WRITTEN TASK:
How many lines in the records below contain the string "fairing"? Reply with the number only.

INPUT:
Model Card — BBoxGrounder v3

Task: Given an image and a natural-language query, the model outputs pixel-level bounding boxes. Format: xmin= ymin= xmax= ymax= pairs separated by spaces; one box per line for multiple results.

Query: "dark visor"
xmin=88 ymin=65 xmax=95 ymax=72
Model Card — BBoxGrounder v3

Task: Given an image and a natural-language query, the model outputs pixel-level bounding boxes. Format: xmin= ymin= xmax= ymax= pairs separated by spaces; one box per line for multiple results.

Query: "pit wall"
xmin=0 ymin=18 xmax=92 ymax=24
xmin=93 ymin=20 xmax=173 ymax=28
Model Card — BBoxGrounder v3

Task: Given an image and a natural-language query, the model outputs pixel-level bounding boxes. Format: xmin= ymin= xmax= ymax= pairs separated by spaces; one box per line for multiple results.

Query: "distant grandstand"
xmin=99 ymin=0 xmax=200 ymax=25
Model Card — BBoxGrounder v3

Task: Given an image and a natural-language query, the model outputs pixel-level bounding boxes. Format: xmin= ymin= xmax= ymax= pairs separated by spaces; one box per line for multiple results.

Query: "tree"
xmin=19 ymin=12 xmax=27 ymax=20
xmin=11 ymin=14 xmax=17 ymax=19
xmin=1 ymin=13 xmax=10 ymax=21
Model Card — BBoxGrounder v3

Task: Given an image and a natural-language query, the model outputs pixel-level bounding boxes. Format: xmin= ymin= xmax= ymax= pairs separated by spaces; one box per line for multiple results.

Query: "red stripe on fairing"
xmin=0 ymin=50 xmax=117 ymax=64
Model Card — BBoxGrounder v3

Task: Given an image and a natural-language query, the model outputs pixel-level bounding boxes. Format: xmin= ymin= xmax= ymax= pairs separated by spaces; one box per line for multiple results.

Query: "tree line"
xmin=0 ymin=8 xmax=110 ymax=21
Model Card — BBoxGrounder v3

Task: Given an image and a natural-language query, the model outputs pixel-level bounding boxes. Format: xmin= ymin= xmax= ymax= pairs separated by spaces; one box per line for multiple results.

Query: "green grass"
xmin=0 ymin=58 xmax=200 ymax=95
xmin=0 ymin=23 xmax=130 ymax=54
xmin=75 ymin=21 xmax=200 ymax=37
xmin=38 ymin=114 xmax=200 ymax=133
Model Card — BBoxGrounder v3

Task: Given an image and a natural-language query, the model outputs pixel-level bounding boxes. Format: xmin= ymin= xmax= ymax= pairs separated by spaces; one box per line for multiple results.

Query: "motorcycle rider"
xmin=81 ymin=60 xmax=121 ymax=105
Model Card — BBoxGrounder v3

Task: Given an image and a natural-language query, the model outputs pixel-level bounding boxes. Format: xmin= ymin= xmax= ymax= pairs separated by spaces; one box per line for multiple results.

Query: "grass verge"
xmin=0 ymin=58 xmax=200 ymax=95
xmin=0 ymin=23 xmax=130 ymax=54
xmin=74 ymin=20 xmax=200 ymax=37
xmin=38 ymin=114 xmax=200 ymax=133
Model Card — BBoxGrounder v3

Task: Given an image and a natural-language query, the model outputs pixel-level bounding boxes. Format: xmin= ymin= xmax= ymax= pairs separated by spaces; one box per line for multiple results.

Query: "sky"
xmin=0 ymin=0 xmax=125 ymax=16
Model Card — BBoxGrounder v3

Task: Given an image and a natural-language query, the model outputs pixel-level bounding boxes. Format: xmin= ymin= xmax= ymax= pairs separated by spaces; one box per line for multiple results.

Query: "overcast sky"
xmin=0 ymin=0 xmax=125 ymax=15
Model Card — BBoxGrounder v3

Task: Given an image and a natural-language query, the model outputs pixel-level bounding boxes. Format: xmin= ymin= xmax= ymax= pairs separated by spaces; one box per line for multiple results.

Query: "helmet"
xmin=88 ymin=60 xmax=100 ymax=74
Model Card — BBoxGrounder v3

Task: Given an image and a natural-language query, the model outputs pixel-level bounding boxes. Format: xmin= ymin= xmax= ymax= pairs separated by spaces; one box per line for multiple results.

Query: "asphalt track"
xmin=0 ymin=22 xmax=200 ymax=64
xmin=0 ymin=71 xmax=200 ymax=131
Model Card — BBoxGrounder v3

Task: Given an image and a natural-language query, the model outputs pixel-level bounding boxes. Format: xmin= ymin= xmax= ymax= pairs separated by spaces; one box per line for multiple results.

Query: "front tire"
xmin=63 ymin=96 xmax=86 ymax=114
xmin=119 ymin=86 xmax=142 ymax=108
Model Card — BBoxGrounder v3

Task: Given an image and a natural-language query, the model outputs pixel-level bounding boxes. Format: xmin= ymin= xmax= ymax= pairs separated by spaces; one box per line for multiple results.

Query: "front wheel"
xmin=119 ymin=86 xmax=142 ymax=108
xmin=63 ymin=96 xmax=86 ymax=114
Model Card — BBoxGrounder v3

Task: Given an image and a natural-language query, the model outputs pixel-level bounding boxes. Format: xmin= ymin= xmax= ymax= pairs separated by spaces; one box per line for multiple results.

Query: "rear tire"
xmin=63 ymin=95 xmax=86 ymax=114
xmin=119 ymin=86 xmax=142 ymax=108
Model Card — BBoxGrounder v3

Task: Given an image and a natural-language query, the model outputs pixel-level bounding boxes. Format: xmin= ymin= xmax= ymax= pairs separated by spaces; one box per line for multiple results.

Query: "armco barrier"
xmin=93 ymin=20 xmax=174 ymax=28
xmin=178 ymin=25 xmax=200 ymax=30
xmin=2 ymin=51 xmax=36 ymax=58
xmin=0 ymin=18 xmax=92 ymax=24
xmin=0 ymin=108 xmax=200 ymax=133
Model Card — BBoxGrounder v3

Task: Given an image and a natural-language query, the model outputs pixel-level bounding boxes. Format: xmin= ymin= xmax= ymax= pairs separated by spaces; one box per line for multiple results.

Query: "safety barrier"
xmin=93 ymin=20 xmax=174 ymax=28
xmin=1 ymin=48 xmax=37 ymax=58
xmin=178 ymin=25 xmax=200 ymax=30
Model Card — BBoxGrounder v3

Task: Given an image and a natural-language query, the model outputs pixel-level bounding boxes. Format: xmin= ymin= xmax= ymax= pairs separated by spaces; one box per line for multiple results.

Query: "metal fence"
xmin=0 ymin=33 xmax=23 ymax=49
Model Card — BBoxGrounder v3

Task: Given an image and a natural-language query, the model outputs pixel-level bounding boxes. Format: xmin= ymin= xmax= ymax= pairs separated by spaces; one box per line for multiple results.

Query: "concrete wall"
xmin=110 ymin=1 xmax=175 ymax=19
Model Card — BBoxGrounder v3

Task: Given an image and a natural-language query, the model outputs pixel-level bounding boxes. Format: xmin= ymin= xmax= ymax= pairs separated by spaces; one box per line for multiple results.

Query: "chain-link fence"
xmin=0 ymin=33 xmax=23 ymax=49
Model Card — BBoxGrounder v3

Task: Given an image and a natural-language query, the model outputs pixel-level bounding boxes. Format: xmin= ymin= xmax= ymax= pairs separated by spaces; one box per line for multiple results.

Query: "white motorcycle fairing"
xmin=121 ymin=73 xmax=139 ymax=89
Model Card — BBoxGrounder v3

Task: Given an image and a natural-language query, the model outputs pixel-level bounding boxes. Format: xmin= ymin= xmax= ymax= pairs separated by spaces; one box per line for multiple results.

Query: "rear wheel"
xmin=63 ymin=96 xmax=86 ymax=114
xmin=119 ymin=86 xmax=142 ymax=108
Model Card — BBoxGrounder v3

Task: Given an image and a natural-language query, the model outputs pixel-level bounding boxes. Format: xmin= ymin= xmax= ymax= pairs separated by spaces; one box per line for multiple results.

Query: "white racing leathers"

TASK RESPONSE:
2